Excerto fornecido:
________________________

A periodicidade, anual até 2009 (Ed. Nº8) – as primeiras sete edições já estão disponíveis para download no site da rede de bibliotecas de Melgaço, separador Biblioteca Digital (link aqui) – passou para a frequência de “um boletim a cada mandato” nos últimos três números, 2016 (Nº9), 2018 (Nº10) e 2024 (Nº11). A identidade gráfica continua harmoniosa e a coordenação é novamente de Abel Marques e Patrícia Meleiro, técnicos da autarquia.

Quatro dos homenageados com o título de Cidadão de Mérito são colaboradores, mais ou menos assíduos, do Boletim Cultural: Américo Rodrigues, José Domingues, José Rodrigues Lima e Valter Alves.

José Domingues colaborou neste último volume com o texto “Fragmentos do Regime Político-constitucional Vintista e da Vila-Francada em Melgaço (1820-1823)”. O artigo versa, conforme resumo do próprio, sobre a repercussão do regime político-constitucional do triénio liberal (1820-1823) e da contrarrevolução da Vila-Francada no espaço geográfico do atual concelho de Melgaço, que, nessa época, incluía também o concelho de Castro Laboreiro, parte do concelho de Valadares e o couto eclesiástico de Fiães, que foram extintos pela reforma administrativa liberal.

Valter Alves reúne pesquisa histórica sobre “As Termas do Pezo do Minho (Melgaço): Saúde, Cultura, Glamour e Solidariedade”, desde as origens até meados do século XX, antes da 2ª Guerra Mundial, é a primeira de duas partes do trabalho de investigação feita por Valter Alves, profusamente ilustrada por fotos de arquivo, de Aurélio da Paz dos Reis, Foto Alvão, postais da época e outros materiais de arquivo. A segunda parte, relativa à dinâmica das termas a partir da década de 40, será publicada no próximo Boletim Municipal.

________________________

Registos apresentados:

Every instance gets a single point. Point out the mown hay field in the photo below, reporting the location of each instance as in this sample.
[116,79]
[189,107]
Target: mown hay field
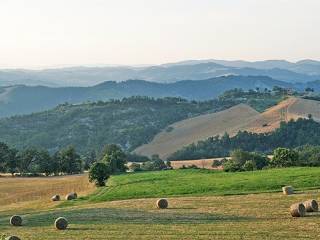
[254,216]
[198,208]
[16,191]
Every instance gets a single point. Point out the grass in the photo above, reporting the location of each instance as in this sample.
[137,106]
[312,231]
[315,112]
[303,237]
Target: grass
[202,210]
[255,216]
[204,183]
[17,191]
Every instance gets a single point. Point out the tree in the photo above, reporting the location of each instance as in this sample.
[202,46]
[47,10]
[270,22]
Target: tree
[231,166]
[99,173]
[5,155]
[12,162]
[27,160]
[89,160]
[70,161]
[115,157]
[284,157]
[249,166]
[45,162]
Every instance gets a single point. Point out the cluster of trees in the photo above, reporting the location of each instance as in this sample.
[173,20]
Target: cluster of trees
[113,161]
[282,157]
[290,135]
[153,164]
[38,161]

________________________

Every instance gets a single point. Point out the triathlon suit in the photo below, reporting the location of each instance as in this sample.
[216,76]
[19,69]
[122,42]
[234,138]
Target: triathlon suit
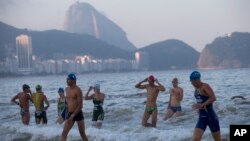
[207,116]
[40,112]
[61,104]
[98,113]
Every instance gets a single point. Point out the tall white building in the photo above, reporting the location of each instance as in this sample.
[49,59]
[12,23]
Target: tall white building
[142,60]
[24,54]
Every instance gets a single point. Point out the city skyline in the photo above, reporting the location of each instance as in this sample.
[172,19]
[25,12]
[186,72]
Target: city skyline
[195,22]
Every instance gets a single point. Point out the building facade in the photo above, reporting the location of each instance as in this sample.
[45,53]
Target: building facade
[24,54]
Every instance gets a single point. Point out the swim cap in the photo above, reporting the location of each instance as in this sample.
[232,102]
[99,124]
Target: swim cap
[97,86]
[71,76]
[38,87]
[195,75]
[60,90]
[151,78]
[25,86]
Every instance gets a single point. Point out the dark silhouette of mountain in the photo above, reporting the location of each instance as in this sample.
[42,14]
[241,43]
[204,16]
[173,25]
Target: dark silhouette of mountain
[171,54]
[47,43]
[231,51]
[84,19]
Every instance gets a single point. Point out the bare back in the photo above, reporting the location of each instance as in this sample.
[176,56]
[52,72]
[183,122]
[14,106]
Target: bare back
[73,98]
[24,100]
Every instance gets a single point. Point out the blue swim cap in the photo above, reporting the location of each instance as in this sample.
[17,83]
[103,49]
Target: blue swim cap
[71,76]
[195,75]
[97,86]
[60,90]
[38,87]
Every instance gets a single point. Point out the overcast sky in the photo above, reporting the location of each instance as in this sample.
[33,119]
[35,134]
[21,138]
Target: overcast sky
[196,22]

________________________

Enunciado: Reescreva o trecho do texto sobre o Boletim Cultural de Melgaço entre “Quatro dos homenageados” e “e Valter Alves.”, inclusive, substituindo “Cidadão de Mérito” por “Cidadão Honorário”.

Resolução:
Quatro dos homenageados com o título de Cidadão Honorário são colaboradores, mais ou menos assíduos, do Boletim Cultural: Américo Rodrigues, José Domingues, José Rodrigues Lima e Valter Alves.